=== Tareas ===
• a. En el artículo sobre G.W. Villalobos, ¿en qué año llegó el espectáculo de Karadagián a la plaza de toros de Zapote?
• b. Transcribe del artículo sobre G.W. Villalobos el pasaje que va de "Otros comediantes. Hay" a "la prensa internacional.", ambos incluidos.

=== Fragmento del documento ===
++++++++++
Aquí ya ha sucedido: usar el odio o la comedia como estratagema para intentar ascender al poder. Fue en la década de 1970 con un personaje que también aspiró con un partido tureca. Su nombre era Gerardo Wenceslao Villalobos, y se le conoció popularmente como G.W. La única diferencia es que, en su caso, la estrategia fue el humor. Igualmente era locuaz, por lo que también se ubicó en los índices de popularidad y logró elegir algún legislador.
En aquel momento, las redes sociales no existían, por lo que, para darse a conocer, se montaba en un descapotable y se exhibía con los ojos vendados. Generó múltiples anécdotas. En una ocasión, anunció la presentación en televisión de su gemelo, quien decía ser profesor emérito de Harvard. En el programa apareció un sujeto de traje formal y elegante dicción, quien solicitó el voto para su hermano G.W. Con el tiempo se supo que aquel era el mismo Villalobos disfrazado.
En Cuba, subió a cantar a la tarima de un club nocturno en Varadero, y cuando la seguridad lo desalojó, empezó a vociferar, a tontas y a locas, imprecaciones contra Fidel. Pero la anécdota más memorable fue a raíz de la llegada del luchador argentino Martín Karadagián, quien dirigía Titanes en el ring, programa infantil muy popular en Latinoamérica.
El espectáculo llegó en 1973 a la plaza de toros de Zapote. En un momento dado, al unísono, el público empezó a corear el nombre de G.W., quien estaba allí presente. En la actividad, que transmitía Canal 7, G.W. Villalobos se lanzó al ring y emprendió una enconada lucha contra el mismísimo Karadagián.
Otros comediantes. Hay otros personajes que en el mundo han usado la comedia para ascender en política. Con su movimiento “5 Estrellas”, el charlatán Beppe Grillo alcanzó 108 diputados y 54 senadores. El loquito Abdalá Bucaram debió ser destituido en Ecuador después de varias tonterías; la gota que rebalsó el vaso fue su grabación de un disco romántico, y, a raíz de ello, compararse con Julio Iglesias ante la prensa internacional.
Aquellos que usan el humor para obtener popularidad política son mucho menos peligrosos, pues por ser la risa un instrumento tan evidente el montaje que arman al menos es sincero.
++++++++++
=== Material proporcionado ===
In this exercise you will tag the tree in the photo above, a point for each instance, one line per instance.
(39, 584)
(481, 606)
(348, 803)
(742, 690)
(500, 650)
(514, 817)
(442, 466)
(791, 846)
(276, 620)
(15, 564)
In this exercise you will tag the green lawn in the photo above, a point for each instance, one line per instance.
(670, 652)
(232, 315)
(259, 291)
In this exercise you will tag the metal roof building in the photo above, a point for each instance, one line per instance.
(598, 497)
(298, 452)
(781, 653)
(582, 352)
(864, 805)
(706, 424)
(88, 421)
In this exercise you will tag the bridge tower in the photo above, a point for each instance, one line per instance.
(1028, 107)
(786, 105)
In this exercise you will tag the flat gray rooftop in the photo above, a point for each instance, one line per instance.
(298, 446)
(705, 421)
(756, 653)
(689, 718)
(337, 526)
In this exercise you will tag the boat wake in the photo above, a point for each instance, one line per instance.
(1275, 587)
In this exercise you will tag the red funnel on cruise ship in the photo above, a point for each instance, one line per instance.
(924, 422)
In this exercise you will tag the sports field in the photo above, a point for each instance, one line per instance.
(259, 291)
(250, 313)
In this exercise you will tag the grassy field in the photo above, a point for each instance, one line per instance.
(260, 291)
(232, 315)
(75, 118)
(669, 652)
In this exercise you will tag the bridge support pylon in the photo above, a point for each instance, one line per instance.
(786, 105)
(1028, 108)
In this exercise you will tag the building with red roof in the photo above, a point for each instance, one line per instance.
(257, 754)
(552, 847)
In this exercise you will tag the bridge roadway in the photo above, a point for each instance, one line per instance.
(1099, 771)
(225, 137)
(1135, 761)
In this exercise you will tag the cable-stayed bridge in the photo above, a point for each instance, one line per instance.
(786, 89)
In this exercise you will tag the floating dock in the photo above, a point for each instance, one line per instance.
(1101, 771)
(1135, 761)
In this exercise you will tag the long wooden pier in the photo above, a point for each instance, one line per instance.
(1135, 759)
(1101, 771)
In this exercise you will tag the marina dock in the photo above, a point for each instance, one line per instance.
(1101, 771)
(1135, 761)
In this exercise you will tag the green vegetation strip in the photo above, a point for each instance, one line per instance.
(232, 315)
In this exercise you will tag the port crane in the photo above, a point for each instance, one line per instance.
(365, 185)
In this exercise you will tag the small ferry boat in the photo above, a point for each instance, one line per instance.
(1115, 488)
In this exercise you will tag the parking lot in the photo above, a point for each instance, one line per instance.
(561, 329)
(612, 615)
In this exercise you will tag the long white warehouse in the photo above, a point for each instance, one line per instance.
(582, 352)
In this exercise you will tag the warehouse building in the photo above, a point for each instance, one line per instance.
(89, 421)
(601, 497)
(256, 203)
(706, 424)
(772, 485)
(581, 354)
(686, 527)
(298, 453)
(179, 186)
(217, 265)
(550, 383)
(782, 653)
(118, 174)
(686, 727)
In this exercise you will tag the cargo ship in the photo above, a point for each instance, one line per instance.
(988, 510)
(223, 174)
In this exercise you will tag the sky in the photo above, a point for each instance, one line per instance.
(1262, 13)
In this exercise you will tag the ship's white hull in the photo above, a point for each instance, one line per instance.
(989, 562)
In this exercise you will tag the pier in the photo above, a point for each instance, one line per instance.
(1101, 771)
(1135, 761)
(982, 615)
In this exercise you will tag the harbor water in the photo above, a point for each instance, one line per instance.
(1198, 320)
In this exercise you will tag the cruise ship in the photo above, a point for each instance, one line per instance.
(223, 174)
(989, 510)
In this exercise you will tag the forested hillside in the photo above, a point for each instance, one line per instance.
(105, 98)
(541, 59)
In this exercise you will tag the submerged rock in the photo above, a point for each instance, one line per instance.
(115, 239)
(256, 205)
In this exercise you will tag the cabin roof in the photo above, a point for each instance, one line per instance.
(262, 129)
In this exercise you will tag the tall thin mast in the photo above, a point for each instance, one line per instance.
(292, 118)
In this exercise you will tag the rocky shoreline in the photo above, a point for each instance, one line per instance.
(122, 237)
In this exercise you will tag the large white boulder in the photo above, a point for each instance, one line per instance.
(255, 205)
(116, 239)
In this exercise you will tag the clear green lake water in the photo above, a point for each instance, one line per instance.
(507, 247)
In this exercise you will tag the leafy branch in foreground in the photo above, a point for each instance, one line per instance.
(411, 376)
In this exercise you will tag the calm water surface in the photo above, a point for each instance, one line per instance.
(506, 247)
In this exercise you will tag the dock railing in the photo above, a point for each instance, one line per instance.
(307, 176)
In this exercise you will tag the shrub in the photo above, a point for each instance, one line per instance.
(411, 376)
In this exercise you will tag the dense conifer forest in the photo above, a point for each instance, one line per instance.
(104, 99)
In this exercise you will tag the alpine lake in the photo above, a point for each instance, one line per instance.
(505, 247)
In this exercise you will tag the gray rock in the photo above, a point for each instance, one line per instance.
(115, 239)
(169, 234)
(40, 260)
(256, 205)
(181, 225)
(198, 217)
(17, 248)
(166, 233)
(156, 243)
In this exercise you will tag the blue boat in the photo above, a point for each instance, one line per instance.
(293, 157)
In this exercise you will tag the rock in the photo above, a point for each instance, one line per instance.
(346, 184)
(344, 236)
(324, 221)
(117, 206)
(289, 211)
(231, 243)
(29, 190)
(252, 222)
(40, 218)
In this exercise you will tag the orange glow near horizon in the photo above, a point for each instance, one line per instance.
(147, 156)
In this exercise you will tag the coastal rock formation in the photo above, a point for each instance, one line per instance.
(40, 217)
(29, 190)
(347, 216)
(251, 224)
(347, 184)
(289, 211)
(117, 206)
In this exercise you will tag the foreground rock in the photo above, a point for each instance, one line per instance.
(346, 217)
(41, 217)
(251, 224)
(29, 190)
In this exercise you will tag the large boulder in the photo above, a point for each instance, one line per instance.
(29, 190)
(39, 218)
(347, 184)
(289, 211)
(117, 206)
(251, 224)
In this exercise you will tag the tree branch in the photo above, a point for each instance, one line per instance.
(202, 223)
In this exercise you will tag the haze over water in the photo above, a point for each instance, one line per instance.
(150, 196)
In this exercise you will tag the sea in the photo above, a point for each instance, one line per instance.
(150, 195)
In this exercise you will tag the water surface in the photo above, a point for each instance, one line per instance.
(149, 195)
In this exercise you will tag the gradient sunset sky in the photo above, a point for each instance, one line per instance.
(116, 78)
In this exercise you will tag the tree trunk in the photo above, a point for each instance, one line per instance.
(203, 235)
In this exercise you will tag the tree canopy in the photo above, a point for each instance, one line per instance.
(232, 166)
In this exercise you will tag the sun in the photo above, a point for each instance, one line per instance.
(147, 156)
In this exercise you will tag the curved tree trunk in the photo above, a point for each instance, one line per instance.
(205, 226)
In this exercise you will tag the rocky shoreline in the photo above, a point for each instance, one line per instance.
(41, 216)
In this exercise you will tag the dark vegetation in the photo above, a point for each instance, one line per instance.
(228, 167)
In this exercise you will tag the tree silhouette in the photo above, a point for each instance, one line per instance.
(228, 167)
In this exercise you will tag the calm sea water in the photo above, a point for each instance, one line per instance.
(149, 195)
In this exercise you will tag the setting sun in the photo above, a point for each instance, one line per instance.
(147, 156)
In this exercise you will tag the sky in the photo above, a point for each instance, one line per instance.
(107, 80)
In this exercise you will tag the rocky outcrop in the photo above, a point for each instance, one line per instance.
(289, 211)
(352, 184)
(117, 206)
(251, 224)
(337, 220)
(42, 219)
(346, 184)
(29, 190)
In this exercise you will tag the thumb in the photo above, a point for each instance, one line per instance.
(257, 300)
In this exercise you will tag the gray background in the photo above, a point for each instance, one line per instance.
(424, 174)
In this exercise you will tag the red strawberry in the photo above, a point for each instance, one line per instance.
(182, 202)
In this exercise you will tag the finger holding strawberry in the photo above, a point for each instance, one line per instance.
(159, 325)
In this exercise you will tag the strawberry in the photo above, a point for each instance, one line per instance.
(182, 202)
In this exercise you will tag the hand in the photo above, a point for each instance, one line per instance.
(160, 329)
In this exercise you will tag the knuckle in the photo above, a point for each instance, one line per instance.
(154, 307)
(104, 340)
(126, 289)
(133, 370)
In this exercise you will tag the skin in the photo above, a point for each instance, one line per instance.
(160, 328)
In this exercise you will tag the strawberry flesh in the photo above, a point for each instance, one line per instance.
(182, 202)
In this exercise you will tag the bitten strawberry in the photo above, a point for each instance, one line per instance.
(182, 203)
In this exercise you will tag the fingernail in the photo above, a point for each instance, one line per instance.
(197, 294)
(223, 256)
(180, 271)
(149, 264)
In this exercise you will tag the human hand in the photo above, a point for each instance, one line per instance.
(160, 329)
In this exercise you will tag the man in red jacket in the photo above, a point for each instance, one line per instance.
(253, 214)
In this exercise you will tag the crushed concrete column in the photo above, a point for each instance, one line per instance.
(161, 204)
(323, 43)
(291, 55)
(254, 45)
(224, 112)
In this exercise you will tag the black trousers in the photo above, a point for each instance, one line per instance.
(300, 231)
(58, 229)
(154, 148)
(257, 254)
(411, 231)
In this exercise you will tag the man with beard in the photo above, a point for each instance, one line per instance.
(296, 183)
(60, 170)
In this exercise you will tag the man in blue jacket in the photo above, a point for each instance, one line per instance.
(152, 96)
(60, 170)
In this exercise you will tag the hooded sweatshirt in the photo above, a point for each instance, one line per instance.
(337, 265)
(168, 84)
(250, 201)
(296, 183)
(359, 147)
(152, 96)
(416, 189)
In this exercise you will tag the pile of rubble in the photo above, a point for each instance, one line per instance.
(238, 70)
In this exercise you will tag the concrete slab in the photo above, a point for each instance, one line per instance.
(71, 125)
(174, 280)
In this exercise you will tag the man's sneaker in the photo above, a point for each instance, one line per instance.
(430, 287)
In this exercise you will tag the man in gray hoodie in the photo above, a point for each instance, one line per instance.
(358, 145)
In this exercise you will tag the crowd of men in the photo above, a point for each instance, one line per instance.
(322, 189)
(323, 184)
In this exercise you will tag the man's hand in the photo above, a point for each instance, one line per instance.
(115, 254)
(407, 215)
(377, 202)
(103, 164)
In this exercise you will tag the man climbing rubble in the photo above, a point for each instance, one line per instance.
++++++++++
=== Soluciones ===
• a. En 1973.

• b.
Otros comediantes. Hay otros personajes que en el mundo han usado la comedia para ascender en política. Con su movimiento “5 Estrellas”, el charlatán Beppe Grillo alcanzó 108 diputados y 54 senadores. El loquito Abdalá Bucaram debió ser destituido en Ecuador después de varias tonterías; la gota que rebalsó el vaso fue su grabación de un disco romántico, y, a raíz de ello, compararse con Julio Iglesias ante la prensa internacional.